→ **Prompt**:
Please render the lines of the material below as a JSON list of strings, one string per line with blank lines left out. Start at the line that contains "- **Locate**: the wooden rail" and continue through the final line of the material.

→ **Supplied data**:
####################
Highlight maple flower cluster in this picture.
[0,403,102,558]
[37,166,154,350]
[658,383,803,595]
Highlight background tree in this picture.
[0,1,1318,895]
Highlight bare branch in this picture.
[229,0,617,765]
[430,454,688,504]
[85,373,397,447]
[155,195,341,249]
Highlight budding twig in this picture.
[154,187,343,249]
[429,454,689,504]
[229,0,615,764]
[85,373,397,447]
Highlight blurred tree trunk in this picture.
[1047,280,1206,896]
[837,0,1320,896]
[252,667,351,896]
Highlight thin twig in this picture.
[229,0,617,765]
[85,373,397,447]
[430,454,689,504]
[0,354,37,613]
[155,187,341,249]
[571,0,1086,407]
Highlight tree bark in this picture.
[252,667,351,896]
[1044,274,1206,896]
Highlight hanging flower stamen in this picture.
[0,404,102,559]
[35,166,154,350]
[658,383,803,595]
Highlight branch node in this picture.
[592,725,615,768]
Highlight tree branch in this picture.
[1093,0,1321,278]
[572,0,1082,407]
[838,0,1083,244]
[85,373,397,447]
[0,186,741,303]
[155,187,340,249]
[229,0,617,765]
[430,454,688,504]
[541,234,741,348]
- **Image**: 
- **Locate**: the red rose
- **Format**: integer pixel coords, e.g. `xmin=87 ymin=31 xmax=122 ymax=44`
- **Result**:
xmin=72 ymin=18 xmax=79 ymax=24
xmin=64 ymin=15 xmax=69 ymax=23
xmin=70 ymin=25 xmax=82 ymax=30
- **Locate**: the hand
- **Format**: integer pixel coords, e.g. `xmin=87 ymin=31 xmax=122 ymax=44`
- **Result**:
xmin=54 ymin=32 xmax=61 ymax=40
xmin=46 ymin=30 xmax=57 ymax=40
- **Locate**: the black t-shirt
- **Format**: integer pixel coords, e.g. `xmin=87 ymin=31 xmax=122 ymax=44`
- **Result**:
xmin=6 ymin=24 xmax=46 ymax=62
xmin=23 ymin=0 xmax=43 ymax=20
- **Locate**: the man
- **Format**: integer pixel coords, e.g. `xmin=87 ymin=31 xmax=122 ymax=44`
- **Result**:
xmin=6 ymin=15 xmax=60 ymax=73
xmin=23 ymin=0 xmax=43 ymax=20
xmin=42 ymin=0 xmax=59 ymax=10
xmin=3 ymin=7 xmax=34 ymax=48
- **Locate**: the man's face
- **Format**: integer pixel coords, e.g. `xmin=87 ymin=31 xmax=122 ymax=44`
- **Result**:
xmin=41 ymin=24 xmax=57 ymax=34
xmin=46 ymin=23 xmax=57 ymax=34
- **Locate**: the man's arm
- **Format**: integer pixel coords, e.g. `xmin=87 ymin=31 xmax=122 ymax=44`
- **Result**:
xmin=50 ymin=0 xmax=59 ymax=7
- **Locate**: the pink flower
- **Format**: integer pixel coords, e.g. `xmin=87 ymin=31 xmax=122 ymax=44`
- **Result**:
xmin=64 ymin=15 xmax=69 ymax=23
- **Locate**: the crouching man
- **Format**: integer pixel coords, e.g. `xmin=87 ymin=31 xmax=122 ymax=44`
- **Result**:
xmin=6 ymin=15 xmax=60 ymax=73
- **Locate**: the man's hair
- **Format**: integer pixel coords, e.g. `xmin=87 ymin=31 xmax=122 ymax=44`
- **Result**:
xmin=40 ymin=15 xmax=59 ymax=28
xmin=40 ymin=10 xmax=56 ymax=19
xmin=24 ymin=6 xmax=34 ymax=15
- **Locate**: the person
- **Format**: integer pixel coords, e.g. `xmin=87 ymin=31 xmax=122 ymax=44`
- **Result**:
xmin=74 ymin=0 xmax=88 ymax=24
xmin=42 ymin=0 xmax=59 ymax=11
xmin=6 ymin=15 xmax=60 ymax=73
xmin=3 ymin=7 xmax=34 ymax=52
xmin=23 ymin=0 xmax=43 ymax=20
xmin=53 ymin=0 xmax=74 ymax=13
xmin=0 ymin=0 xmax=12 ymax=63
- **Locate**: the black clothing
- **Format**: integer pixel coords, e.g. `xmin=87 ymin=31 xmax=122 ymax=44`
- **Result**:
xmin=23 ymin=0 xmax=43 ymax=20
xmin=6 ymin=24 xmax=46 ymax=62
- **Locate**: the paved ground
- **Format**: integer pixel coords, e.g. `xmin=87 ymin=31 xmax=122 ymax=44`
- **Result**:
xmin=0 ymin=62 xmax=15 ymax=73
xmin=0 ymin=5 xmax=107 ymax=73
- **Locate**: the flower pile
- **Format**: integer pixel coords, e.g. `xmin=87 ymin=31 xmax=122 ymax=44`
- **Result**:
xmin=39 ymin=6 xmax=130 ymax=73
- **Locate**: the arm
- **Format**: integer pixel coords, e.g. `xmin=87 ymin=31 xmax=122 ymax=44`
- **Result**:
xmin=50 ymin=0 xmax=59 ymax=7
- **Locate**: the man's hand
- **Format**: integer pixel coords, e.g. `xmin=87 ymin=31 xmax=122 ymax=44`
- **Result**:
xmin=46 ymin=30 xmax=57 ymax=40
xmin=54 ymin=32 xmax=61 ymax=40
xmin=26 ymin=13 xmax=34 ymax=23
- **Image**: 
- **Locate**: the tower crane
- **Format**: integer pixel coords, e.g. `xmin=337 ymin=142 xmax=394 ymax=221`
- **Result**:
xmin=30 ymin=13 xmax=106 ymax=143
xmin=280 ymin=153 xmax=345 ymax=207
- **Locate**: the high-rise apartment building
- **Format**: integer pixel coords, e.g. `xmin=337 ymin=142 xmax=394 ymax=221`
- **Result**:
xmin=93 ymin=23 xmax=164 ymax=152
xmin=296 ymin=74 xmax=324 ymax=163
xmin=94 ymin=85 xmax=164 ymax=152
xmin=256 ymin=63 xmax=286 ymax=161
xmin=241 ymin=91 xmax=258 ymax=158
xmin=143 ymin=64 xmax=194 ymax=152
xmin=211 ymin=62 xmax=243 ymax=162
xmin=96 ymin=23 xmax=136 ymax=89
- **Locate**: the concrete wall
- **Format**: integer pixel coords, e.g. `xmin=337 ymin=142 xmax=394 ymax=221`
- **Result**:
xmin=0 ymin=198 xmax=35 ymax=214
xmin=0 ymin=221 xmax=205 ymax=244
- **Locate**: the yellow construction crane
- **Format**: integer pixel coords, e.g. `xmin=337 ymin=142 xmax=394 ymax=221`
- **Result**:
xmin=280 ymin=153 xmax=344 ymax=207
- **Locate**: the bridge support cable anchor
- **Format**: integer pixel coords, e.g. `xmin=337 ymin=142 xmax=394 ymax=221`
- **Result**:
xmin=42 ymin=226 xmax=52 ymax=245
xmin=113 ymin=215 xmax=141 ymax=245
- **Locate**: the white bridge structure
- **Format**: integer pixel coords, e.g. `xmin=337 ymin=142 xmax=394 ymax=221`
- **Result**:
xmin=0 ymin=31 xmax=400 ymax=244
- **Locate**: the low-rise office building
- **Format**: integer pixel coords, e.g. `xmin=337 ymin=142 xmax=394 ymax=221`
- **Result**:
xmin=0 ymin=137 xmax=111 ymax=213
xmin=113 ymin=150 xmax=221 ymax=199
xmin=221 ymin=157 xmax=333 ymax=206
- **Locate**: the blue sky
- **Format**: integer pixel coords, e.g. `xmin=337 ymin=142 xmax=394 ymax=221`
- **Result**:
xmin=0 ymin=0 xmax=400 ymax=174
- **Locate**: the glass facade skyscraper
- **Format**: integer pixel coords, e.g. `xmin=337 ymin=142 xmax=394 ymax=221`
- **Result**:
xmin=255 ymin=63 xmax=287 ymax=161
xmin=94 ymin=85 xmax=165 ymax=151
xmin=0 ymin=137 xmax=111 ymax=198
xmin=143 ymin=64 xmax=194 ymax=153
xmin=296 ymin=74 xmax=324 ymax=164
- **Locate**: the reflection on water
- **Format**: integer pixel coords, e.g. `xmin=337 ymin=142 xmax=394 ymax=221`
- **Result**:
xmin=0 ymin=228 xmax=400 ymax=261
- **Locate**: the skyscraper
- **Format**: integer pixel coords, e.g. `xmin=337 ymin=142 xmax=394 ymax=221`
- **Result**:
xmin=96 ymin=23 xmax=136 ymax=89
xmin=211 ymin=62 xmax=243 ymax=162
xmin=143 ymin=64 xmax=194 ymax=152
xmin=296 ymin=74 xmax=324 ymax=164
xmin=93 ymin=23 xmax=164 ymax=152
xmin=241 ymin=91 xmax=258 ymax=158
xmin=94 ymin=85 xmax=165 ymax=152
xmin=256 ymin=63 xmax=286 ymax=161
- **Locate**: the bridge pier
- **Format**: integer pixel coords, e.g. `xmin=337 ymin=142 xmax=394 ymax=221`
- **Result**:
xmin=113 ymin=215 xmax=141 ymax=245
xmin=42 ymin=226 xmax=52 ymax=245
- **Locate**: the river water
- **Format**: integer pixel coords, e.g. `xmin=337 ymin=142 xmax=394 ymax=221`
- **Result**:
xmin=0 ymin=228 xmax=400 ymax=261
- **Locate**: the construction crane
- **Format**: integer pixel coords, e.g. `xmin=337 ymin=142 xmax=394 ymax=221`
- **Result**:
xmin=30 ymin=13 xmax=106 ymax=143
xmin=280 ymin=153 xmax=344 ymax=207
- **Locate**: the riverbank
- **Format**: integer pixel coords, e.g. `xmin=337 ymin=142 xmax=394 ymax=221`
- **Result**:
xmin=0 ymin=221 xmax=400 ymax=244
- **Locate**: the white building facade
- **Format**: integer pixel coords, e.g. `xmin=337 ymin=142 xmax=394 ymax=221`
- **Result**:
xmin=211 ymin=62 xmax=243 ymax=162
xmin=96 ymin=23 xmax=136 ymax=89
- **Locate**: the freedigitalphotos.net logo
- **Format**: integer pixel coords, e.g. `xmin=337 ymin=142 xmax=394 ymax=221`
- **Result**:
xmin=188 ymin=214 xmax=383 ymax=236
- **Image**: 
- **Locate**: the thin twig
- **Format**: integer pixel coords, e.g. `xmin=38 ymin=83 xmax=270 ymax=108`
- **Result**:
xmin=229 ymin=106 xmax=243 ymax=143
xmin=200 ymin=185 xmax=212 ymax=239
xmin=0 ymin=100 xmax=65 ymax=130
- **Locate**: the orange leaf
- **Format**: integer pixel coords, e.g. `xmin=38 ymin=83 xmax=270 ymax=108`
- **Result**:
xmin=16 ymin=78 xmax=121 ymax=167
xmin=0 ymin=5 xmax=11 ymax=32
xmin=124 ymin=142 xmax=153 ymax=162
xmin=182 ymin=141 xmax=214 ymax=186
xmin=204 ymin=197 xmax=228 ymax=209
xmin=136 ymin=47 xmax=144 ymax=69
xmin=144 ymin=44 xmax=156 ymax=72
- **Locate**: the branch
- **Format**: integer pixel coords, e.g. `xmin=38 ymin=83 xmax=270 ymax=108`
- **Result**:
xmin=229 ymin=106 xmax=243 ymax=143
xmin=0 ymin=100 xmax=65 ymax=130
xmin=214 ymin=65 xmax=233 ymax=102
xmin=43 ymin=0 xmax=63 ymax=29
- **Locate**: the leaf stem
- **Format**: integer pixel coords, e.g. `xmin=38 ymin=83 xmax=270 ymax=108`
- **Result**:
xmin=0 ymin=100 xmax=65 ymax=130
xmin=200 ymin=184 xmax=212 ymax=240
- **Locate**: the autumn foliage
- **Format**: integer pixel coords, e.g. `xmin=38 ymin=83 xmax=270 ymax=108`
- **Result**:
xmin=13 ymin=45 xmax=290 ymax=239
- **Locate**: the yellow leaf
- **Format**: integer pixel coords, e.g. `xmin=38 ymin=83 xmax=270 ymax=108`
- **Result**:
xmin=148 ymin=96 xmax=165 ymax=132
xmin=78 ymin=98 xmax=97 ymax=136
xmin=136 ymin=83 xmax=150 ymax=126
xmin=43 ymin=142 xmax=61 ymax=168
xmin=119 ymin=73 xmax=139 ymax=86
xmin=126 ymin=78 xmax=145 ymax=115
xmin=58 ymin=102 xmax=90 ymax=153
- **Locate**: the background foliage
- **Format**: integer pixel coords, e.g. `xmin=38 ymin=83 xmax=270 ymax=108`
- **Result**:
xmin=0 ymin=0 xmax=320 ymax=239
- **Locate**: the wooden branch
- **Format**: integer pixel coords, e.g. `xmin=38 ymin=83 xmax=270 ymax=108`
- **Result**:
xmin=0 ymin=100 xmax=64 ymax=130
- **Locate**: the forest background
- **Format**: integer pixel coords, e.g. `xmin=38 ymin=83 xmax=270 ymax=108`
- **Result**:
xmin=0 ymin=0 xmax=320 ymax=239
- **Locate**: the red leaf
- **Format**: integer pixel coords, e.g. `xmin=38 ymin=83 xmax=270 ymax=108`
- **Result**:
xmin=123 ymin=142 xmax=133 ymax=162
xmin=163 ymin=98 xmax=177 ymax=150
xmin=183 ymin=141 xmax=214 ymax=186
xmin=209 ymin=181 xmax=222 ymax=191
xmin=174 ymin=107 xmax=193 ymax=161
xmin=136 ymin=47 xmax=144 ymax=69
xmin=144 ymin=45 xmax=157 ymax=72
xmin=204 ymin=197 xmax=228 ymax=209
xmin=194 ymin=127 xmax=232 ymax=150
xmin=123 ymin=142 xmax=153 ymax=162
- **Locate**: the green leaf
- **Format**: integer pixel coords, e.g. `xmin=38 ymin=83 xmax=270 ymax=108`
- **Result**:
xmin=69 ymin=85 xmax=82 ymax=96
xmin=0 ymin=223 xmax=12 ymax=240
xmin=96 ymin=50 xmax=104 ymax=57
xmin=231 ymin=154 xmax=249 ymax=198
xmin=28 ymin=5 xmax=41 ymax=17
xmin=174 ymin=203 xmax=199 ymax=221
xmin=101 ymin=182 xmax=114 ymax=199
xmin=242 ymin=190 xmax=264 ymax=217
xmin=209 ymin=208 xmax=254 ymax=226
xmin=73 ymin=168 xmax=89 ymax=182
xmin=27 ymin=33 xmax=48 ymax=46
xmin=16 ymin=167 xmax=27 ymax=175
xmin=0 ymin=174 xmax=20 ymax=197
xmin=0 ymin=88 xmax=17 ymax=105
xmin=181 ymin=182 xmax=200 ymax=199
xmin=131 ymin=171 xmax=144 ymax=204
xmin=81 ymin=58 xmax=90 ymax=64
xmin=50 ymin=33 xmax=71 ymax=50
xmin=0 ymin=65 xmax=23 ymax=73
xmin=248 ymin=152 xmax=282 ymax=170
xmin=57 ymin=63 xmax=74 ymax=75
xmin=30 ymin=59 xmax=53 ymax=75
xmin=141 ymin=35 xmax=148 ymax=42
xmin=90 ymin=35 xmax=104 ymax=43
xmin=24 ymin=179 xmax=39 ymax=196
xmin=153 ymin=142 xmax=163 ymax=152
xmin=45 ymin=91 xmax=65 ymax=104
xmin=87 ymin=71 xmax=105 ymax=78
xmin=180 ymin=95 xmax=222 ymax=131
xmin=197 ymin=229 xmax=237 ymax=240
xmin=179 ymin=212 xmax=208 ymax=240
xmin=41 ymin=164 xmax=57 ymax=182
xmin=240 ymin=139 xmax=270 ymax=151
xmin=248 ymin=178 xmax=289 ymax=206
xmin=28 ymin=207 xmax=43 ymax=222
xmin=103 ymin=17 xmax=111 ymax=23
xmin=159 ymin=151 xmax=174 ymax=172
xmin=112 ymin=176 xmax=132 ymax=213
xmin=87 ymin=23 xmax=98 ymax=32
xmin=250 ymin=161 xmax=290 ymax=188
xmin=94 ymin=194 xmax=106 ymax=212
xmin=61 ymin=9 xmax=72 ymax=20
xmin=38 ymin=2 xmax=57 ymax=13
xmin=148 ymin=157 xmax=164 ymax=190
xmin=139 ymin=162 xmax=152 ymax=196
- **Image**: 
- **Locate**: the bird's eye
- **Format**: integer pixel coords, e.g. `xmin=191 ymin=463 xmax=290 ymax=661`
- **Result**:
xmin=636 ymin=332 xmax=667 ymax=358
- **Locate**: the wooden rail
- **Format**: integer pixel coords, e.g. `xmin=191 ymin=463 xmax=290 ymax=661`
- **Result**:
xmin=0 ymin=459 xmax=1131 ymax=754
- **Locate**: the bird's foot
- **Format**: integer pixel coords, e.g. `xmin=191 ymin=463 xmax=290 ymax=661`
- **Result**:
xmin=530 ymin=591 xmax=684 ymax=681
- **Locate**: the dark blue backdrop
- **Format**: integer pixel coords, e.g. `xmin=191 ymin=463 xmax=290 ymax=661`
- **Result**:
####################
→ **Complete answer**:
[
  "- **Locate**: the wooden rail",
  "- **Format**: integer pixel coords, e.g. `xmin=191 ymin=463 xmax=290 ymax=661`",
  "- **Result**:",
  "xmin=0 ymin=459 xmax=1131 ymax=754",
  "- **Locate**: the bird's foot",
  "- **Format**: integer pixel coords, e.g. `xmin=191 ymin=463 xmax=290 ymax=661`",
  "- **Result**:",
  "xmin=530 ymin=591 xmax=684 ymax=681",
  "- **Locate**: the dark blue backdrop",
  "- **Format**: integer pixel coords, e.g. `xmin=191 ymin=463 xmax=290 ymax=661`",
  "- **Result**:"
]